Link to home
Start Free TrialLog in
Avatar of aman0711
aman0711

asked on

Commons Digester for XML parsing.

Hi Experts,
                   I am back again with the very much similar problem I posted earlier.
                   Earlier I used a sample XML file to parse with commons digester , with the help of CEHJ and Objects, I was able to store the XML data in a Vector.

                    Today when I started working with the actual XML file, I realized all the data is present as attributes. How do I extract the data out of attributes?
   
                    I have attached the sample XML file and the two java codes I am using. please put some light on this.

Object location annotation data
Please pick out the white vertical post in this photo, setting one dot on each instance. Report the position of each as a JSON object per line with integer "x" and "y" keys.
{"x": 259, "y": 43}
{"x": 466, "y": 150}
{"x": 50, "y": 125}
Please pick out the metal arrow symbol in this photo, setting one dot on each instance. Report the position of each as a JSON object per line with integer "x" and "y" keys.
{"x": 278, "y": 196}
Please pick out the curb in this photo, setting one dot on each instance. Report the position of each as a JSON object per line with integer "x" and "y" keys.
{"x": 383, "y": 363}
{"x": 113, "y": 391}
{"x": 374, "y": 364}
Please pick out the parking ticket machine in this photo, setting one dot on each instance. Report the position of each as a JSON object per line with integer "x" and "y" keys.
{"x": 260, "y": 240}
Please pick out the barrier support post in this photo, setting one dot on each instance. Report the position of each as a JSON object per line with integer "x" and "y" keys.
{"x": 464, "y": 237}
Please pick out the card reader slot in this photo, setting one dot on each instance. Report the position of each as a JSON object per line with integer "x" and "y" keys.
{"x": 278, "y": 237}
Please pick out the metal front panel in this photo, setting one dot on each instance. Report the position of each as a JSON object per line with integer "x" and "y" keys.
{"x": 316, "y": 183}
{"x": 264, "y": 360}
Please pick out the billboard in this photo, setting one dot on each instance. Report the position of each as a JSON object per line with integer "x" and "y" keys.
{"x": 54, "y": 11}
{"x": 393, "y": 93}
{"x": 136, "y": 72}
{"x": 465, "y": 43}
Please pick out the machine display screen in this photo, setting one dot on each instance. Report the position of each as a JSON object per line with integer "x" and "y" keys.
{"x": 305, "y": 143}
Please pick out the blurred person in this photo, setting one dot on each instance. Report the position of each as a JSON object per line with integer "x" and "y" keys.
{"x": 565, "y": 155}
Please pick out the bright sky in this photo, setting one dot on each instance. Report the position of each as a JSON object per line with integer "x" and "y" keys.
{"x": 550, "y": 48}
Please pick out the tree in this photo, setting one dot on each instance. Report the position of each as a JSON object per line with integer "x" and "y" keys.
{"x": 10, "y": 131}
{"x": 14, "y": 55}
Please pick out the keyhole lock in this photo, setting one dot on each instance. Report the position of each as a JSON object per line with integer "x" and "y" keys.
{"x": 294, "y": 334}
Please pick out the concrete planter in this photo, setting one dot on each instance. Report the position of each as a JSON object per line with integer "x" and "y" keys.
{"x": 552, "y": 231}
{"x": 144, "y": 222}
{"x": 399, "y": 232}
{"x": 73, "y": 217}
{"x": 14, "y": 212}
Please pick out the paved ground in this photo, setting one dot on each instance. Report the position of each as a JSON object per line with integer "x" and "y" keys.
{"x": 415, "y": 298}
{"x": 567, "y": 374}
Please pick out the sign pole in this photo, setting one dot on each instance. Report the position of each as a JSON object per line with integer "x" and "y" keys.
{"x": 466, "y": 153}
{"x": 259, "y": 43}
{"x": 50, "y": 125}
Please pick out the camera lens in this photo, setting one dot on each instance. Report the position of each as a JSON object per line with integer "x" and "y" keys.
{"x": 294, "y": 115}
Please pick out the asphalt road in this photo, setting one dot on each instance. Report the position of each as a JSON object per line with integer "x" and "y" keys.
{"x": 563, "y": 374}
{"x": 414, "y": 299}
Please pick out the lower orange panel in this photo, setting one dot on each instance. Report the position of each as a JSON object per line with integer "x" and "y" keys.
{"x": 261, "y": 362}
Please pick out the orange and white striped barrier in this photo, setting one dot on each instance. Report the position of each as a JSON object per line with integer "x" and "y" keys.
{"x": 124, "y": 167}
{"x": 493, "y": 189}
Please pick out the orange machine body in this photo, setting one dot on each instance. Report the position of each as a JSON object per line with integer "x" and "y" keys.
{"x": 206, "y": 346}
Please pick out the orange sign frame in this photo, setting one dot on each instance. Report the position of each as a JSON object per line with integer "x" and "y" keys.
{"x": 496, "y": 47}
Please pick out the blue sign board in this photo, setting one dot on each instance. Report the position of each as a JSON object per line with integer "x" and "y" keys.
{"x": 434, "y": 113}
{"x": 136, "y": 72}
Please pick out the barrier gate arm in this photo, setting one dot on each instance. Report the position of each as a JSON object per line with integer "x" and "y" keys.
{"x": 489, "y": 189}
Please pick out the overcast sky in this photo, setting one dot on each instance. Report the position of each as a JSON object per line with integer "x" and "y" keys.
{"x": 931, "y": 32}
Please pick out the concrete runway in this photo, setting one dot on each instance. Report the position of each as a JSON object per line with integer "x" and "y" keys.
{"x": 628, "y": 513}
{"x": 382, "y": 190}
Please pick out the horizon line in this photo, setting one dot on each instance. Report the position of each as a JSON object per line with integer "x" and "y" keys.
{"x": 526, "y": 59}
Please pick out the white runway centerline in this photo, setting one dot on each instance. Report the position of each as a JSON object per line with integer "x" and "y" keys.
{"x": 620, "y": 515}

» Required work:
- A) Using the forum post, explain in one to three sentences why the poster has a new problem with the actual XML file.
- B) According to the forum post, what structure did the poster store the sample XML data in?

» Solutions in order:
- A) When the poster started working with the actual XML file, they realized that all the data is present as attributes. Their earlier approach had been used on a sample XML file, so they now need a way to extract the data from those attributes.

- B) A Vector.